• EXERCISE AIM
Extract the text of each entry below exactly, leaving every image behind.

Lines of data
══════════
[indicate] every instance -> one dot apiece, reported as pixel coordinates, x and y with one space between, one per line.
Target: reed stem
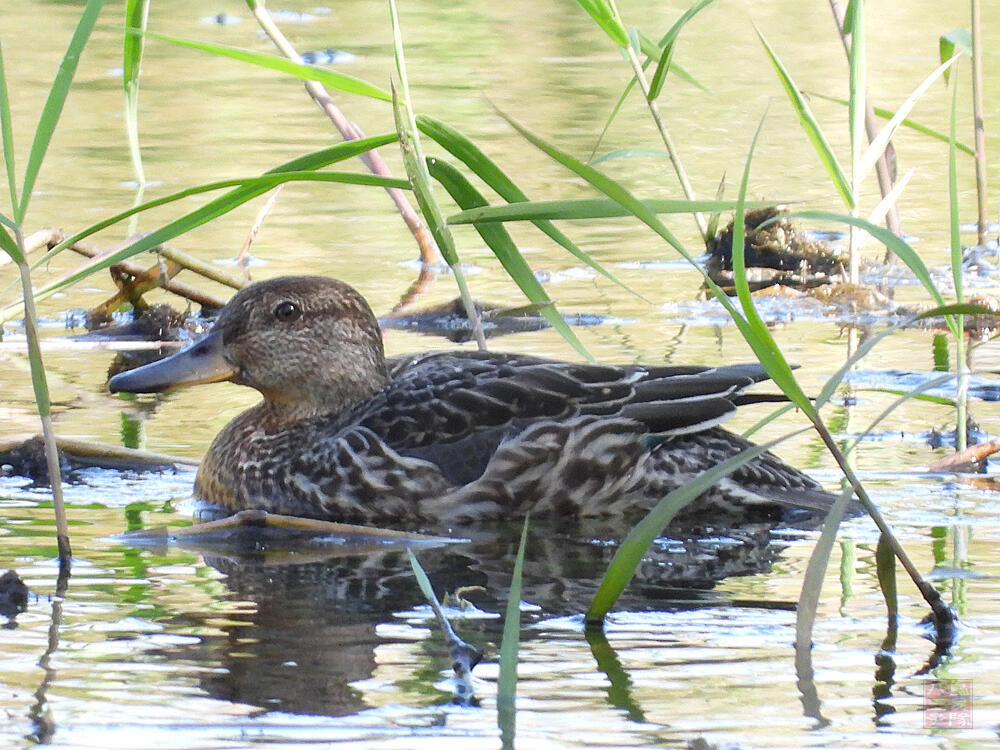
44 404
668 142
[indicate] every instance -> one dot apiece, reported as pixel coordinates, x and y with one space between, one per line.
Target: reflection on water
178 649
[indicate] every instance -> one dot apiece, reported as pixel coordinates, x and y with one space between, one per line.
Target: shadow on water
312 629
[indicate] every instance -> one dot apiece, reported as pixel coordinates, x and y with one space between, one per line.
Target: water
178 649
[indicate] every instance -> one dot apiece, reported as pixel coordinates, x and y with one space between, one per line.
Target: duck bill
202 363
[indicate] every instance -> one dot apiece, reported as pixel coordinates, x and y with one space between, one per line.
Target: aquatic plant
465 158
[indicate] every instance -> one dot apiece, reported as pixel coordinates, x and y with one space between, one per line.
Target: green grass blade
136 16
811 126
416 169
755 331
628 153
956 40
211 210
880 141
855 21
507 680
590 208
667 45
9 246
961 368
903 398
675 67
631 551
502 245
293 170
605 15
906 122
654 52
7 135
660 74
55 101
953 215
332 79
617 192
422 580
812 581
490 172
602 182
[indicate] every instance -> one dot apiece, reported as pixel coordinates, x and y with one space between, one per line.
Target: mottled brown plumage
448 437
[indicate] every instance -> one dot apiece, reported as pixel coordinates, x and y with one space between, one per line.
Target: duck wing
455 409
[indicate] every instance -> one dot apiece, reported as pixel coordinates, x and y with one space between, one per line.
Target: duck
343 433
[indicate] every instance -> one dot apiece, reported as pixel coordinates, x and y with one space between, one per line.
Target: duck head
310 345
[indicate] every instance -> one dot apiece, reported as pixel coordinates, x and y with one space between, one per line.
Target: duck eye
287 311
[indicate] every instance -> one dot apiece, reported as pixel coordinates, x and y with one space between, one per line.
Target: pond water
175 648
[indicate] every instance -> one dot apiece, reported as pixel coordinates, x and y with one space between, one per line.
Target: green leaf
605 14
502 245
416 169
881 140
885 566
754 330
812 581
953 215
136 16
906 122
55 101
667 45
654 52
221 205
589 208
490 172
330 78
849 17
8 245
629 153
811 126
507 679
903 398
7 135
855 21
621 195
956 40
631 551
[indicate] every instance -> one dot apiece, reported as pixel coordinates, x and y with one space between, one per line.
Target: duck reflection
312 630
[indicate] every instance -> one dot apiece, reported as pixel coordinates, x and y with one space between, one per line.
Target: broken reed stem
50 237
942 614
350 132
882 171
243 257
206 270
668 142
982 222
44 404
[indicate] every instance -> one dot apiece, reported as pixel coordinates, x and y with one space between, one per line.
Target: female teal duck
343 434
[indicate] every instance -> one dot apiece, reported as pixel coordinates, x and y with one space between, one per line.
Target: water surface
══════════
• WRITTEN SOLUTION
[indicate] every instance -> one dot apiece, reported as pixel coordinates, x and y with one space between, one per line.
Target: reed stem
44 404
668 142
[indicate] every instance -> one dot apiece, reported as pixel coordinates, x and y with one space between, one per line.
Target: reflection on water
178 649
[indicate] every instance -> one dot apiece, reported as pixel coordinates, x and y with one space between, one per line.
Target: shadow on water
312 629
[indicate] every instance -> one dot apiece, reported as pixel coordinates, x and y with one space between, one per line.
Target: water
178 649
[indicate] every instance -> one dot apiece, reported as pixel coordinates, x and y with one space between, one per line.
Target: duck bill
202 363
[indicate] every instance -> one dot apiece, reported as pixel coordinates, x and y with one space between, one per line.
Target: aquatic plant
465 158
[indicate] every instance -> one dot apiece, reported as pixel coordinates, x and y with one space between, one per line.
Target: green grass blade
136 16
811 126
416 169
755 331
628 153
956 40
211 210
880 141
855 21
507 680
590 208
667 45
9 246
961 368
903 398
675 67
631 551
502 245
293 170
605 15
906 122
654 52
7 135
660 74
55 101
953 215
332 79
617 192
422 580
812 581
490 172
602 182
[indicate] every instance -> one dot apiece, reported as pixel coordinates, x and y with one space between, one per line.
Target: mottled brown plumage
448 437
[indicate] every instance -> one dot apiece, reported as pixel coordinates, x and y with one space between, one per line.
Target: duck wing
455 409
[indicate] every instance -> one dot apiece, reported as pixel coordinates, x and y with one space between, one per line.
Target: duck
343 433
[indicate] every instance -> one dot apiece, reported as pixel coordinates, x and y with one space between, one per line.
Target: duck head
310 345
[indicate] every instance -> one dot apiece, reported as pixel coordinates, x and y with one space between, one per line.
Target: duck eye
287 311
[indicate] every instance -> one dot apiece, reported as pixel coordinates, x and y with one space between, one per line.
Target: pond water
175 648
[indicate] every instance -> one dot apiece, reported as pixel coordinates, x and y with one space between, one per line.
Target: green leaf
605 14
502 245
416 169
881 140
885 566
754 330
812 581
953 215
136 16
906 122
55 101
667 45
654 52
221 205
589 208
490 172
330 78
849 17
8 245
629 153
811 126
507 679
903 398
7 135
855 21
621 195
956 40
631 551
[indicate] every instance -> one dot apiece, reported as pixel coordinates, x and y with one space between, one per line.
Target: duck reflection
312 630
[indicate] every instance -> one dot apiece, reported as pixel coordinates, x and y with one space between, one per line.
Target: broken reed stem
50 237
942 614
350 132
882 171
243 257
206 270
668 142
982 222
44 404
[indicate] every instance -> one dot apiece, reported as pixel coordinates, x and y with one space between, one per line.
Target: female teal duck
343 434
[indicate] every instance -> one dot apiece, reported as pixel coordinates, x and y with one space between, one per line.
Target: water surface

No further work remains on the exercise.